[[ Exercise materials open ]]

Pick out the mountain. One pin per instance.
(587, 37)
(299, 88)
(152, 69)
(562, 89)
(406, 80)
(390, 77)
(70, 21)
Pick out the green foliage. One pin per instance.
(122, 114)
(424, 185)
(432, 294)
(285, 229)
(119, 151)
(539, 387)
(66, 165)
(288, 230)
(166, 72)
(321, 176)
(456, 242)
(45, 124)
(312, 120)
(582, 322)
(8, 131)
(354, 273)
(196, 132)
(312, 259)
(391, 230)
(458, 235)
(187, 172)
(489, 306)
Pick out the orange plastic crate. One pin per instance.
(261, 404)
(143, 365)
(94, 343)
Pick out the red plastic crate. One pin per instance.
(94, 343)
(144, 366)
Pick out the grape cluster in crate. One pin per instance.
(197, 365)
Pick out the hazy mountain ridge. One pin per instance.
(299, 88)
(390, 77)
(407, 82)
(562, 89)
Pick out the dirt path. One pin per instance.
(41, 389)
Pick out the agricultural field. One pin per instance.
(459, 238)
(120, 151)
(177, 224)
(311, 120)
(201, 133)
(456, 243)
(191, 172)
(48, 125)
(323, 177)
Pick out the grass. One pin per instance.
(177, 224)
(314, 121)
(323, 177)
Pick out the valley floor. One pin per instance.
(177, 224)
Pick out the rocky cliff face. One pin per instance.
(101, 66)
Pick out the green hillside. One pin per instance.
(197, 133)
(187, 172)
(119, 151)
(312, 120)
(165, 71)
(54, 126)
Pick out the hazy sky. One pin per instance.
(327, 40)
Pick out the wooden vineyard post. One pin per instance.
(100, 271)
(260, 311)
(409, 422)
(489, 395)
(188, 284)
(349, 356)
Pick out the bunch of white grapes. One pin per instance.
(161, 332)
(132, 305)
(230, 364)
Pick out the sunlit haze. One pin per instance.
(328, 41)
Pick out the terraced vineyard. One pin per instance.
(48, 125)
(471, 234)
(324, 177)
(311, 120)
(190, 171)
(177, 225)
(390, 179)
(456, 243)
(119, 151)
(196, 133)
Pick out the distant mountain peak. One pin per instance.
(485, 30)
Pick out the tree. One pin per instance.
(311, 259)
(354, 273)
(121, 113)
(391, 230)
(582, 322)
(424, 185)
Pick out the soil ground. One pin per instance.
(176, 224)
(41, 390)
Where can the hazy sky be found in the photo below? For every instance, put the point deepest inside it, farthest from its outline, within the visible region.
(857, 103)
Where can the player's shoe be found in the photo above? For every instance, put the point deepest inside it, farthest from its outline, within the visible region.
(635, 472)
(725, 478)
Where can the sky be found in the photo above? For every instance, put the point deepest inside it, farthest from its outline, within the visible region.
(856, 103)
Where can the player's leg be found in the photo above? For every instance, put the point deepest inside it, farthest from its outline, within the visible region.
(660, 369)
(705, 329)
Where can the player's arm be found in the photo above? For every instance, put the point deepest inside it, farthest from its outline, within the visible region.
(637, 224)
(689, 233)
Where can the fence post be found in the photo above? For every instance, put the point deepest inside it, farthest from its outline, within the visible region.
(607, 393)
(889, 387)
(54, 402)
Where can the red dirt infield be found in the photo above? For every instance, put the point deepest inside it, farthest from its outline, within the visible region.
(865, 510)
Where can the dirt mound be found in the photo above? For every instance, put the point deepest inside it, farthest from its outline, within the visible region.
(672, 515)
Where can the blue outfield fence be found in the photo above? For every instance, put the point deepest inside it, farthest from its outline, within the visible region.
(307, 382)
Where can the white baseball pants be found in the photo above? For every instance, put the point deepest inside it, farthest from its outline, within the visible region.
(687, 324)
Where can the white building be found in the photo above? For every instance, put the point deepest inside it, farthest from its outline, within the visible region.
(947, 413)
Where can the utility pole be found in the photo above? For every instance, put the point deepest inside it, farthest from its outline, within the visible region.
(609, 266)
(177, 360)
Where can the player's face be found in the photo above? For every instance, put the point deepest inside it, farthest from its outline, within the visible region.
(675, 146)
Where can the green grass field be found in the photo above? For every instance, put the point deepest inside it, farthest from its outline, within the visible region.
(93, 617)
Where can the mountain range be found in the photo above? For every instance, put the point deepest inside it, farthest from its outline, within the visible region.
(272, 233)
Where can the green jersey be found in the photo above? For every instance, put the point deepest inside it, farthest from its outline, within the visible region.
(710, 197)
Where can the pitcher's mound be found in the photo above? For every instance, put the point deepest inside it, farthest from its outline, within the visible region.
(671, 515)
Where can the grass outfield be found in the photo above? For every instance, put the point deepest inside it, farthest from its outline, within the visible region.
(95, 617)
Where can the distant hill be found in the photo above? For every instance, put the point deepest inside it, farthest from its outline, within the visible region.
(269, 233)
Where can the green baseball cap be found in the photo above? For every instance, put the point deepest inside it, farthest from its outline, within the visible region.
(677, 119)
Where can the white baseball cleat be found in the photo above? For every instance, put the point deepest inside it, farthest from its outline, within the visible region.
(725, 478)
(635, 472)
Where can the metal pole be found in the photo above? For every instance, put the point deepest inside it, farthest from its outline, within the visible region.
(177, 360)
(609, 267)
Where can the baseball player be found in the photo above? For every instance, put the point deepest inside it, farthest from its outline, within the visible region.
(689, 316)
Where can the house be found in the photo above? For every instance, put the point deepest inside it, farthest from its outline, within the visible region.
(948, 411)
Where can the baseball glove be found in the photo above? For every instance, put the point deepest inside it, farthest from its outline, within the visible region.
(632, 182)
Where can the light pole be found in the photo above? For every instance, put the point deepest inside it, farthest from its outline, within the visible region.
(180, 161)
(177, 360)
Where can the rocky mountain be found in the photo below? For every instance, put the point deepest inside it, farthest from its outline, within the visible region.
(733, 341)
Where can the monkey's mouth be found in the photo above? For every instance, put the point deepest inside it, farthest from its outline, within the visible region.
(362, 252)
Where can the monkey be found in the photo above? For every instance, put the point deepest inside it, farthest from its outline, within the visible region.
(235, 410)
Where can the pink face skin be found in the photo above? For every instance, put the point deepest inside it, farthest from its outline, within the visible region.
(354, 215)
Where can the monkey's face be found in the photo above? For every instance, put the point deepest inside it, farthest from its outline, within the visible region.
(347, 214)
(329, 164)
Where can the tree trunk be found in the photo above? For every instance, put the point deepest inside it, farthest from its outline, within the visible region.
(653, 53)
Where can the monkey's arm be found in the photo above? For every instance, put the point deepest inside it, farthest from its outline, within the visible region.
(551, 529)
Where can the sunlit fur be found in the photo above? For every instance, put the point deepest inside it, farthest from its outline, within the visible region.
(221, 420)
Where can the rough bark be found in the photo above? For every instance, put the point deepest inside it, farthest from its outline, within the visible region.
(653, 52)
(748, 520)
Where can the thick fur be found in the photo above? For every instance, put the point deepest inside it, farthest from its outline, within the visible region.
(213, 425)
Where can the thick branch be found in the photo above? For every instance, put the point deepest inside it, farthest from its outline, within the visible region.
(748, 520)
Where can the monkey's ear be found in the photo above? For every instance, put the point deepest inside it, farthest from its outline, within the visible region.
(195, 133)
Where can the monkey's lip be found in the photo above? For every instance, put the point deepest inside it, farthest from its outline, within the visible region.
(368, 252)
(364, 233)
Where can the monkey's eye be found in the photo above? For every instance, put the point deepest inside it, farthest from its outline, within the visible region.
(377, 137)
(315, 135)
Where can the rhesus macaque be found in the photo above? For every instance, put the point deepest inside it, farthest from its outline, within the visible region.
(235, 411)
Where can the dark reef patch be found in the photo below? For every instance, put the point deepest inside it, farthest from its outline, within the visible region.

[[ Exercise materials closed ]]

What is expected
Give back all of the data exactly, with every line intact.

Exercise output
Pick out the mountain. One pin per instance.
(587, 37)
(299, 88)
(152, 69)
(562, 89)
(406, 80)
(390, 77)
(70, 21)
Pick out the green foliage. One pin per instance.
(122, 114)
(424, 185)
(432, 294)
(285, 229)
(119, 151)
(539, 387)
(66, 165)
(288, 230)
(166, 72)
(321, 176)
(456, 242)
(45, 124)
(312, 120)
(582, 322)
(8, 131)
(354, 273)
(196, 132)
(312, 259)
(391, 230)
(458, 235)
(187, 172)
(489, 306)
Pick out the orange plastic crate. One pin per instance.
(261, 404)
(143, 365)
(94, 343)
Pick out the red plastic crate. One pin per instance.
(94, 343)
(144, 366)
Pick out the grape cluster in crate. One pin per instance.
(197, 365)
Pick out the hazy mountain ridge. One pin per instance.
(299, 88)
(390, 77)
(407, 82)
(562, 89)
Pick out the dirt path. One pin per instance.
(41, 389)
Pick out the agricultural field. One pin per instance.
(459, 238)
(120, 151)
(177, 224)
(311, 120)
(201, 133)
(456, 243)
(191, 172)
(48, 125)
(323, 177)
Pick out the grass. One pin per instance.
(177, 224)
(314, 121)
(323, 177)
Pick out the valley floor. One pin per instance.
(177, 224)
Pick out the rocky cliff face. One pin per instance.
(101, 66)
Pick out the green hillside. One pin per instance.
(197, 133)
(187, 172)
(119, 151)
(312, 120)
(165, 71)
(54, 126)
Pick out the hazy sky. One pin per instance.
(327, 40)
Pick out the wooden vineyard post. One pin per instance.
(100, 271)
(260, 311)
(409, 422)
(489, 395)
(188, 284)
(349, 356)
Pick out the bunch of white grapes. One pin per instance.
(161, 332)
(132, 305)
(230, 364)
Pick out the sunlit haze. One pin per instance.
(328, 41)
Pick out the terraced vineyard. One pin per instance.
(48, 125)
(471, 234)
(324, 177)
(311, 120)
(190, 171)
(177, 225)
(390, 179)
(456, 243)
(119, 151)
(196, 133)
Pick out the distant mountain peak. One pin per instance.
(485, 30)
Pick out the tree. One pin per instance.
(311, 259)
(354, 273)
(121, 113)
(391, 230)
(582, 322)
(424, 185)
Pick out the soil ground. One pin per instance.
(176, 224)
(41, 390)
Where can the hazy sky be found in the photo below? For every instance, put the point deepest inside it, farthest from its outline, within the visible region.
(857, 103)
Where can the player's shoe be found in the photo above? For every instance, put the point deepest inside it, farthest from its outline, within the visible region.
(635, 472)
(725, 478)
Where can the sky be found in the photo above? For every instance, put the point deepest inside it, farthest from its outline, within the visible region.
(856, 103)
Where can the player's leg be found in the photo above? For every instance, put the point deepest inside it, farthest from its outline, within the visible region.
(660, 369)
(705, 329)
Where can the player's arm be found in the photo above? For every instance, put the point deepest inside it, farthest from its outline, within the visible region.
(637, 224)
(689, 233)
Where can the fence post be found in the photo above? For every instance, put the point deepest inside it, farthest from its outline, within the visible region.
(607, 393)
(889, 387)
(54, 402)
Where can the red dirt infield be found in the photo above? For every instance, put the point deepest inside it, farthest from its outline, within the visible region.
(865, 510)
Where can the dirt mound be found in the photo above? For every instance, put the point deepest inside it, farthest from its outline, within the visible region.
(672, 515)
Where can the blue outfield fence be found in the photo above? For every instance, put the point deepest inside it, farthest from its outline, within the visible region.
(307, 382)
Where can the white baseball pants be found in the photo above? For every instance, put the point deepest inside it, farthest from its outline, within the visible region.
(687, 324)
Where can the white building be found in the photo above? For every instance, put the point deepest inside it, farthest from its outline, within the visible region.
(947, 413)
Where can the utility pole be found in the photo above? For every instance, put the point deepest inside it, farthest from its outline, within the visible region.
(609, 266)
(177, 360)
Where can the player's face be found in the photo above? For every instance, put the point deepest inside it, farthest from its outline, within the visible region.
(675, 146)
Where can the green grass field be found in the photo above? For every instance, put the point deepest inside it, farthest from its outline, within the visible region.
(93, 617)
Where can the mountain range be found in the photo above? For every instance, put the point deepest inside it, farthest from its outline, within the visible region.
(272, 233)
Where can the green jersey be found in the photo above? For every instance, put the point deepest inside it, farthest from its outline, within the visible region.
(710, 197)
Where can the pitcher's mound be found in the photo above? For every instance, put the point deepest inside it, farthest from its outline, within the visible region.
(671, 515)
Where can the grass outfield be found in the photo above? For every instance, put the point deepest inside it, farthest from its outline, within the visible region.
(95, 617)
Where can the distant hill be found in the photo above? For every instance, put the point deepest inside it, farthest from its outline, within the visible region.
(269, 233)
Where can the green baseball cap be found in the photo above? For every instance, put the point deepest inside it, farthest from its outline, within the visible region.
(677, 119)
Where can the white baseball cleat be found in the photo above? For every instance, put the point deepest inside it, farthest from its outline, within the visible region.
(725, 478)
(635, 472)
Where can the metal pole be found in the photo above? For every instance, put the point deepest inside it, farthest from its outline, within the visible region.
(177, 360)
(609, 267)
Where can the baseball player be found in the photo above? For every instance, put the point deepest inside it, farthest from its outline, within the visible region.
(689, 316)
Where can the house be found in the photo above? For every instance, put the point deepest inside it, farthest from its outline, within the visible region.
(948, 411)
Where can the baseball glove be found in the photo above? For every instance, put the point deepest inside it, farthest from its outline, within the visible region.
(632, 182)
Where can the light pole be found in the photo above? For every instance, put the point deepest inside it, farthest from its outline, within the visible region.
(180, 161)
(177, 360)
Where can the rocky mountain be found in the photo below? For every instance, put the point deepest inside it, farthest from its outline, within the visible region.
(733, 341)
Where can the monkey's mouth be found in the photo above? For every instance, put the point deepest inside it, farthest from its outline, within the visible region.
(362, 252)
Where can the monkey be found in the photo above? For every instance, put the point deepest inside it, farthest from its outline, within the visible region.
(235, 410)
Where can the pink face skin be found in the photo above? For every instance, put the point deepest inside it, farthest from its outline, within the visible region.
(354, 215)
Where can the monkey's face be found in the photo above? For every instance, put the point deepest inside it, farthest from its outline, within the visible region.
(347, 214)
(329, 164)
Where can the tree trunk be found in the photo above? For every instance, put the point deepest inside it, farthest from its outline, within the visible region.
(653, 53)
Where can the monkey's arm be found in the photo above? For every instance, put the point deepest inside it, farthest from its outline, within the visible region.
(551, 529)
Where can the sunlit fur be found in the photo above? For every instance, put the point deepest inside it, farthest from its outline, within the visible region.
(221, 420)
Where can the rough bark be found in the photo above? For every instance, put the point deepest inside it, farthest from its outline, within the visible region.
(653, 52)
(748, 520)
Where can the thick fur be found in the photo above? For every instance, put the point deepest inside it, farthest from its outline, within the visible region.
(213, 425)
Where can the thick branch be found in the photo above? For every instance, put the point deepest inside it, farthest from its outline, within the visible region.
(748, 520)
Where can the monkey's ear be found in the photo above? For every instance, put the point deepest inside it, farthest from its outline, within the visible region.
(195, 133)
Where can the monkey's lip be found in the photo above? For every instance, put the point deepest inside it, farthest from its outline, within the visible region.
(368, 252)
(364, 233)
Where can the monkey's eye be found in the photo above? For every instance, put the point deepest inside it, farthest from its outline, within the visible region.
(377, 137)
(315, 135)
Where can the rhesus macaque be found in the photo above? For every instance, put the point deepest inside it, farthest from its outline, within the visible region.
(235, 411)
Where can the dark reef patch be found in the photo below? For every instance, put the point deepest inside it, farthest from its outline, within the visible region.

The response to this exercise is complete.